Coordinate labeling data:
++++++
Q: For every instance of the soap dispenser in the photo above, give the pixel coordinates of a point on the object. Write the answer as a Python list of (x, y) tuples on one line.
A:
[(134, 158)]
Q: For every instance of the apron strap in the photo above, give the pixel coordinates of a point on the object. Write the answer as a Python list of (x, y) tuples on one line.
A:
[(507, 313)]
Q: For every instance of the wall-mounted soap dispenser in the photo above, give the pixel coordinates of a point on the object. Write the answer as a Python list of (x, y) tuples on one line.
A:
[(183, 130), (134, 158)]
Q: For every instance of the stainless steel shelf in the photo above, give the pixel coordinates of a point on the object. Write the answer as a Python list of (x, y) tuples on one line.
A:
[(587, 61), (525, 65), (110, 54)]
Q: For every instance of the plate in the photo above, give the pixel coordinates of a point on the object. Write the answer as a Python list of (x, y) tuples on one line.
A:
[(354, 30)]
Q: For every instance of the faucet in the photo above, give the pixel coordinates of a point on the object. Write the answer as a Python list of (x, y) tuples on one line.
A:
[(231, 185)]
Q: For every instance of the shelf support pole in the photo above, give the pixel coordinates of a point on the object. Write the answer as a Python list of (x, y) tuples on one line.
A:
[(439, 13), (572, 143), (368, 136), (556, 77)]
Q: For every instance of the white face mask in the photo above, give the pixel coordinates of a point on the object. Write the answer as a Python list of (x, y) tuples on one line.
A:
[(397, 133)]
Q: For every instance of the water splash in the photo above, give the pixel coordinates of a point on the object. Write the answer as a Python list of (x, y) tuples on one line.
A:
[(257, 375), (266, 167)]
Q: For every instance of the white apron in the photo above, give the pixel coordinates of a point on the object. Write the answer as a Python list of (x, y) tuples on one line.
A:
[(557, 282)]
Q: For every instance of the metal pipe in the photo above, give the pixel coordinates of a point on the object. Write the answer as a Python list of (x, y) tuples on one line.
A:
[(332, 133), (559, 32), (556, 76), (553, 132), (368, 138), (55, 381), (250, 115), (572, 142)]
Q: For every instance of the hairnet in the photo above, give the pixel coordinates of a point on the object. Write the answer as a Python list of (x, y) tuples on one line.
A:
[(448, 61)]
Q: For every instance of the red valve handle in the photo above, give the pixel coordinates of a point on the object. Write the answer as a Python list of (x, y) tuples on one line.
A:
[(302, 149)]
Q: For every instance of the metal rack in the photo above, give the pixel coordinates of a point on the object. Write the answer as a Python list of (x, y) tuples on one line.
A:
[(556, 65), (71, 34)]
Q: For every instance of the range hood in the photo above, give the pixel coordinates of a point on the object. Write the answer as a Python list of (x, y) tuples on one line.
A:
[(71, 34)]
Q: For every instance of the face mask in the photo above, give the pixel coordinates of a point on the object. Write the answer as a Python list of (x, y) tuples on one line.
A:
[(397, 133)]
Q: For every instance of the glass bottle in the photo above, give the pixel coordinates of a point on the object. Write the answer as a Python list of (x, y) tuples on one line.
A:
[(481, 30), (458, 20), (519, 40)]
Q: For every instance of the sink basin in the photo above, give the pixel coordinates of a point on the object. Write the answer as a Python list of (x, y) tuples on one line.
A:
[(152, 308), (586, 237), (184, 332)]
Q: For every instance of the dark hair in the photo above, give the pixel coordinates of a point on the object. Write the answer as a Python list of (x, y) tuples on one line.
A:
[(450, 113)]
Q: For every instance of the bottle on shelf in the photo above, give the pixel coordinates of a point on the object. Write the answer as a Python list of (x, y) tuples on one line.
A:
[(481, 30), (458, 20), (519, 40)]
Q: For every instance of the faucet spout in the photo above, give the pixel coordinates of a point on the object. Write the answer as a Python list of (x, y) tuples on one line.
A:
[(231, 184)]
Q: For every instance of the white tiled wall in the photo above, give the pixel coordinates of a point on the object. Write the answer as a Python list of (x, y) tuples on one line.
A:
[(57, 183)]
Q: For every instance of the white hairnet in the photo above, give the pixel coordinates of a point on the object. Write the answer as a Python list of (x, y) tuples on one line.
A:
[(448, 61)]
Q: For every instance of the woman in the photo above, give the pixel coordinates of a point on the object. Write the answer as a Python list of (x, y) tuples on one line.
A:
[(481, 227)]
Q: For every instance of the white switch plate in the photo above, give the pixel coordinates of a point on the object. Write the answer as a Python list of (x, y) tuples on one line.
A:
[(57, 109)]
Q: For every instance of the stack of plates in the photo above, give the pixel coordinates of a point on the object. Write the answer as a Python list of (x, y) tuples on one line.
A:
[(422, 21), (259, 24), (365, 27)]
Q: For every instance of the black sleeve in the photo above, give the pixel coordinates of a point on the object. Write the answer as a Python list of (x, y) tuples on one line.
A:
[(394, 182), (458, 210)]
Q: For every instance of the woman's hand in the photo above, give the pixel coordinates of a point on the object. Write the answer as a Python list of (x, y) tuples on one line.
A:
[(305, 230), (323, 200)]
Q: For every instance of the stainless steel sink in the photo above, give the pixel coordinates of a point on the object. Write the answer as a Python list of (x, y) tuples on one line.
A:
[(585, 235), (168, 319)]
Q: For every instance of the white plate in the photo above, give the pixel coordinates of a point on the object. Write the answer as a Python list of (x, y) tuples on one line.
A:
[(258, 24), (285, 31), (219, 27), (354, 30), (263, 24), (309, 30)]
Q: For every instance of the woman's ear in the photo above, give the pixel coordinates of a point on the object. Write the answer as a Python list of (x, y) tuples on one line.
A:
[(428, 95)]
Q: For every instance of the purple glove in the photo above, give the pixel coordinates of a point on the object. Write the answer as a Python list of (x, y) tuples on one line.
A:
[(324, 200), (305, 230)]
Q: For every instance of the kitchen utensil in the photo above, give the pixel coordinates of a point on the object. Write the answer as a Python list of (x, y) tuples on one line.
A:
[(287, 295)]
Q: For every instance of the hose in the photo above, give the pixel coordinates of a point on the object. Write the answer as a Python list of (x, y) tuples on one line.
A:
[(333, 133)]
++++++
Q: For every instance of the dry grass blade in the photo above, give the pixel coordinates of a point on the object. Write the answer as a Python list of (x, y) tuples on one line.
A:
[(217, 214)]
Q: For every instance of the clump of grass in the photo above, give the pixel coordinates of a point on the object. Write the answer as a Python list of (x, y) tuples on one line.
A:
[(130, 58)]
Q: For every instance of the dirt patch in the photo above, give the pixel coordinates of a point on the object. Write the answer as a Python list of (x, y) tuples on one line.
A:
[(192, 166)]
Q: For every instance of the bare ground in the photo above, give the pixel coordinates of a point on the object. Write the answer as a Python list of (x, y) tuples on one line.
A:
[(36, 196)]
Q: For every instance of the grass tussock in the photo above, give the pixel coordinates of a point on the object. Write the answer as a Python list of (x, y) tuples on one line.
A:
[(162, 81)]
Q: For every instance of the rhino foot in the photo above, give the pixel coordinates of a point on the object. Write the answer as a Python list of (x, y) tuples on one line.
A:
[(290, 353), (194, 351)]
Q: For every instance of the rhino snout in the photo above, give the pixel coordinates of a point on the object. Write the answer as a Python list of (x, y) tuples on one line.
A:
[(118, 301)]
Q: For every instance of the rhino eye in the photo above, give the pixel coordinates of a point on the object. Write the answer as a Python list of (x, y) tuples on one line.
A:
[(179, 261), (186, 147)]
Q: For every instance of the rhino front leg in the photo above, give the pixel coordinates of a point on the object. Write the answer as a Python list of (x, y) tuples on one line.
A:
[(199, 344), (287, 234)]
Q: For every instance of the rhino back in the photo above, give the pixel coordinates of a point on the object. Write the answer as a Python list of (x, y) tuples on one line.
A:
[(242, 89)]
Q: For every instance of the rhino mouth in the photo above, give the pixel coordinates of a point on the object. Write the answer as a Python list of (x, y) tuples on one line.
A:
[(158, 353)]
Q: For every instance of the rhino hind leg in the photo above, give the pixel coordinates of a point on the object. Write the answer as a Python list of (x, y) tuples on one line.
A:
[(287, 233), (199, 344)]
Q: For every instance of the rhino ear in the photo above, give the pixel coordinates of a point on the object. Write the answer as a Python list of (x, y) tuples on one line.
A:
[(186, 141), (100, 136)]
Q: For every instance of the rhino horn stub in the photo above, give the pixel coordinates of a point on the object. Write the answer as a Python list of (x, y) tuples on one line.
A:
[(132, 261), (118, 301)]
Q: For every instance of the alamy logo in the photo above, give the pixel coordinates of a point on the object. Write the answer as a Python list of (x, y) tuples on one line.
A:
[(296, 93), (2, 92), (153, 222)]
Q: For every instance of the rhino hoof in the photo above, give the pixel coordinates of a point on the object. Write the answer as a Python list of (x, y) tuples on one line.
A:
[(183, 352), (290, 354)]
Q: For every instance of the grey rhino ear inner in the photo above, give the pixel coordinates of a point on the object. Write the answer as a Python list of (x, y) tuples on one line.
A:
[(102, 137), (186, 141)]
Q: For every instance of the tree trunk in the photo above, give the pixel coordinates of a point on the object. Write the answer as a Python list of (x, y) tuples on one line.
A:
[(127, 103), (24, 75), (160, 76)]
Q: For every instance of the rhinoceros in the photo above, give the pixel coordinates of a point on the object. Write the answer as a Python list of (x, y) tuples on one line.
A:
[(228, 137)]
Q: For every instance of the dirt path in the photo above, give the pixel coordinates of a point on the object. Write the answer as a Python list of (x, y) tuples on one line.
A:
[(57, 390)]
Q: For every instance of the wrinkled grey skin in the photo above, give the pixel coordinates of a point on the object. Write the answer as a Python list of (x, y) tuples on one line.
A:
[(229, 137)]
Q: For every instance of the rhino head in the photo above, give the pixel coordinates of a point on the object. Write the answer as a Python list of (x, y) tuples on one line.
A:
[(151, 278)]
++++++
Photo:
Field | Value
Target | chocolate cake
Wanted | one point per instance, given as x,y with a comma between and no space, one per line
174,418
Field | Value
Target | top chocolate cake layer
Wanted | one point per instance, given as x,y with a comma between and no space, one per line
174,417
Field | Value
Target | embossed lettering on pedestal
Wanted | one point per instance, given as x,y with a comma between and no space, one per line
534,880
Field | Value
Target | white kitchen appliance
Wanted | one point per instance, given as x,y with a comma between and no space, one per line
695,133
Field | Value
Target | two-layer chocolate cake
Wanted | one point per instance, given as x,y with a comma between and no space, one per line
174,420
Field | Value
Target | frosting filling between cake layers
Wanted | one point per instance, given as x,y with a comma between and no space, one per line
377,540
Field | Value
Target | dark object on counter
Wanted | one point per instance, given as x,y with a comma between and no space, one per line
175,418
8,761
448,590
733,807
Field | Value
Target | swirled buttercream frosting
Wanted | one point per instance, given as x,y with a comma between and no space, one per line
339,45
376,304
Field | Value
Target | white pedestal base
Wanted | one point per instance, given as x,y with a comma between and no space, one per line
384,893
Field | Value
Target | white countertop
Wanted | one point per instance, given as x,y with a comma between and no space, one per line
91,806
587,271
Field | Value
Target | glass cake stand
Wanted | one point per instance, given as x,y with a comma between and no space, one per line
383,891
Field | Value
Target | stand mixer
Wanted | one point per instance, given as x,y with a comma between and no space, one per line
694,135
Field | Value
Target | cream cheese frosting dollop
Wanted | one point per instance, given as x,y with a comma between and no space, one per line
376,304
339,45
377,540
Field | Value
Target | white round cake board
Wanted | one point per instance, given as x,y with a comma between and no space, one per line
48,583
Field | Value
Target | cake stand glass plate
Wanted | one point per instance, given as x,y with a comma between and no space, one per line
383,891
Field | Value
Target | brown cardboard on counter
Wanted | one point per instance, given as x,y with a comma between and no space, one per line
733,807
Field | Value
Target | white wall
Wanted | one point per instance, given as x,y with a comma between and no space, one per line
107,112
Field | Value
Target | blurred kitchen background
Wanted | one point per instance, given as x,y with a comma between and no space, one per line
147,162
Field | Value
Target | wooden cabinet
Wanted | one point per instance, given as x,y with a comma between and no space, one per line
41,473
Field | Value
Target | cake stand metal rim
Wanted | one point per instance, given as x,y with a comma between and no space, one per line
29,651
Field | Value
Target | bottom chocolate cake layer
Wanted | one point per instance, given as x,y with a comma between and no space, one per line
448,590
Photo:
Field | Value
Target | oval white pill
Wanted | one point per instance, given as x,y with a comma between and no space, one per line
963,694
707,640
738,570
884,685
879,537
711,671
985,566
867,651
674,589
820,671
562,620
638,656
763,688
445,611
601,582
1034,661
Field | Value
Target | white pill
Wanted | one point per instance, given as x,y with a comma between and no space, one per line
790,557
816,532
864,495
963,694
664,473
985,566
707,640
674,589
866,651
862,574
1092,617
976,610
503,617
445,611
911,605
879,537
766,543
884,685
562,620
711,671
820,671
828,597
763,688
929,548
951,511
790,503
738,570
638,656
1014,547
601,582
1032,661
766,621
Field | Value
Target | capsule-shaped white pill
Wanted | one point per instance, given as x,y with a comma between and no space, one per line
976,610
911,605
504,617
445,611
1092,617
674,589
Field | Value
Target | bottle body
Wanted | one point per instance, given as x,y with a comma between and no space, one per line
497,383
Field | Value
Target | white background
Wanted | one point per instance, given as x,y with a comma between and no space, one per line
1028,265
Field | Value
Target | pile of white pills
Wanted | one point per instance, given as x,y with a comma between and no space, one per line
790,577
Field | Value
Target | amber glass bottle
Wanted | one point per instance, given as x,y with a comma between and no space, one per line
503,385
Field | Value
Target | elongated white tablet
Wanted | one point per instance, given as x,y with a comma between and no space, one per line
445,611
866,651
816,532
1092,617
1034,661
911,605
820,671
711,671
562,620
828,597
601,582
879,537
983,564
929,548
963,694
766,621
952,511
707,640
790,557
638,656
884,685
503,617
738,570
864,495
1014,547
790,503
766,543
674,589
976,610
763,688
++++++
▸ **Problem details**
Return the lines between the one holding "Q: For every instance of the rhino ear" and the one holding "[(186, 141), (100, 136)]", inclusive, copied exactly.

▸ **Expected output**
Q: For every instance of the rhino ear in the photo above, give the pixel coordinates of a point on the object. Write the answer as a Python list of (x, y) tuples on one line.
A:
[(186, 141), (100, 136)]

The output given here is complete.